◆ Written instruction
Write out the material below as a JSON list of strings, with one string for each line and no entries for blank lines. Leave the pictures out of your answer.
* Start Entries supplied *
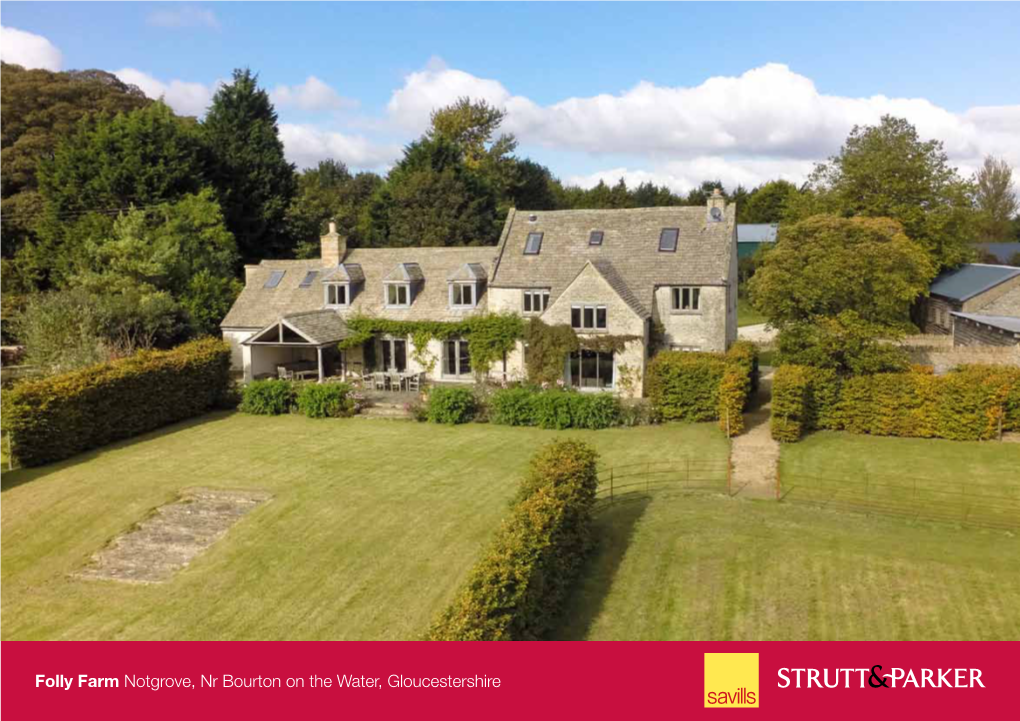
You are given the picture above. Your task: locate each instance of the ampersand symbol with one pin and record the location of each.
(876, 677)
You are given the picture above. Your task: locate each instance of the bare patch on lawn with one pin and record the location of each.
(173, 534)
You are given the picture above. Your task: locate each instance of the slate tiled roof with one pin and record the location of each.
(256, 307)
(630, 247)
(321, 326)
(971, 279)
(1005, 322)
(757, 233)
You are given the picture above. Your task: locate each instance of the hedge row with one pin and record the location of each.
(55, 417)
(971, 403)
(516, 590)
(555, 409)
(313, 400)
(701, 387)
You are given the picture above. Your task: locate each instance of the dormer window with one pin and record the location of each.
(398, 295)
(337, 295)
(667, 240)
(463, 295)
* End Entries supplied *
◆ Exercise result
[
  "You are given the picture above. Your task: locate each instance of the ampersand symbol with one pin and record the location of each.",
  "(876, 677)",
  "You are given the picture above. Your task: locate each instance of the bare patch on lawn with one pin and record the location of each.",
  "(173, 534)",
  "You are given the picture above. Your task: locate each instance of the slate tiled roof with one pin and record the location of each.",
  "(256, 307)",
  "(630, 247)",
  "(321, 326)",
  "(971, 279)",
  "(1005, 322)",
  "(757, 233)",
  "You are given the picture above. Your task: locate each instance of the hedge row with one pin and record the location of each.",
  "(55, 417)",
  "(971, 403)",
  "(516, 590)",
  "(555, 409)",
  "(313, 400)",
  "(701, 387)",
  "You are given the picture above. Your task: locate each instance of the dormer window with one pin and record the location of each.",
  "(398, 295)",
  "(337, 295)",
  "(667, 240)",
  "(463, 295)"
]